ESTRATTO
La descrizione qui di seguito segue la tradizione della confarreatio.
Prima del rito si praticava l'aruspicina, e la casa paterna della sposa era adornata di fiori; se il responso dell'aruspex era positivo, la cerimonia poteva precedere, e gli sposi erano condotti insieme nell'atrium, la stanza pubblica della casa dov'erano raccolti gli invitati. Le cerimonie avvenivano consuetudinariamente appena dopo l'alba, a simboleggiare la nuova vita in cui si avventurava la coppia.
Alla cerimonia, perché fosse legale, erano presenti e necessari dieci testimoni, e, quantunque un sacerdote era presente, non officiava il rito. Una matrona si avvicinava, e univa le mani della coppia; e la sposa pronunciava la formula “Ubi tu Gaius, ego Gaia.” (“Dove e quando tu, Gaio, così io, Gaia” — Nardo, 76), la quale, quali che fossero i nomi degli sposi, sempre identicamente simboleggiava l'ingresso della moglie nella casa del marito. La coppia poteva dunque sedere, e il sacerdote offriva a Giove (o, successivamente, a Giunone) una focaccia di farro poi condivisa al termine del rito.

MATERIALE MOSTRATO
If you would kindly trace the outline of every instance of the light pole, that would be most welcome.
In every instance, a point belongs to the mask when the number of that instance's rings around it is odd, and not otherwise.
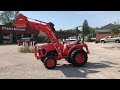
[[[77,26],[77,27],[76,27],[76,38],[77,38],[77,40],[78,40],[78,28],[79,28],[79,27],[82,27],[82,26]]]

==

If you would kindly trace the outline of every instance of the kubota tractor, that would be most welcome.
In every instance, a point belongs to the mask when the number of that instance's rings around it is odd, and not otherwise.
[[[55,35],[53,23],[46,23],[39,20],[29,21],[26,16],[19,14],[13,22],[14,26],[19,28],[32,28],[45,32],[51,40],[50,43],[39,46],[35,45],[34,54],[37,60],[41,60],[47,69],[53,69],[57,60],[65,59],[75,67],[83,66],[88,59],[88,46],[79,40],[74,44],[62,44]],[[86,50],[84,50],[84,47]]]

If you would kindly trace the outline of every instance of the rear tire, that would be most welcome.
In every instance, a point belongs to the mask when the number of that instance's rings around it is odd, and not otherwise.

---

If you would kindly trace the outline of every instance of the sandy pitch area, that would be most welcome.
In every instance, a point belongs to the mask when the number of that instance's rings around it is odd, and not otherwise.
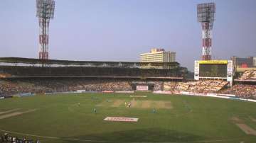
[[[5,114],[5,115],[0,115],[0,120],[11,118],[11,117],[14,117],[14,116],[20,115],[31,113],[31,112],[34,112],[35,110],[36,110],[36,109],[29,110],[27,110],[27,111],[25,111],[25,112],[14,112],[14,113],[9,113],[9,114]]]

DA FARE
Riscrivi il passo dell'estratto sulla confarreatio che comincia con "La descrizione qui" e prosegue fino a "avventurava la coppia.". Metti "atrio" al posto di "atrium".

SOLUZIONE DEL PROBLEMA
La descrizione qui di seguito segue la tradizione della confarreatio.
Prima del rito si praticava l'aruspicina, e la casa paterna della sposa era adornata di fiori; se il responso dell'aruspex era positivo, la cerimonia poteva precedere, e gli sposi erano condotti insieme nell'atrio, la stanza pubblica della casa dov'erano raccolti gli invitati. Le cerimonie avvenivano consuetudinariamente appena dopo l'alba, a simboleggiare la nuova vita in cui si avventurava la coppia.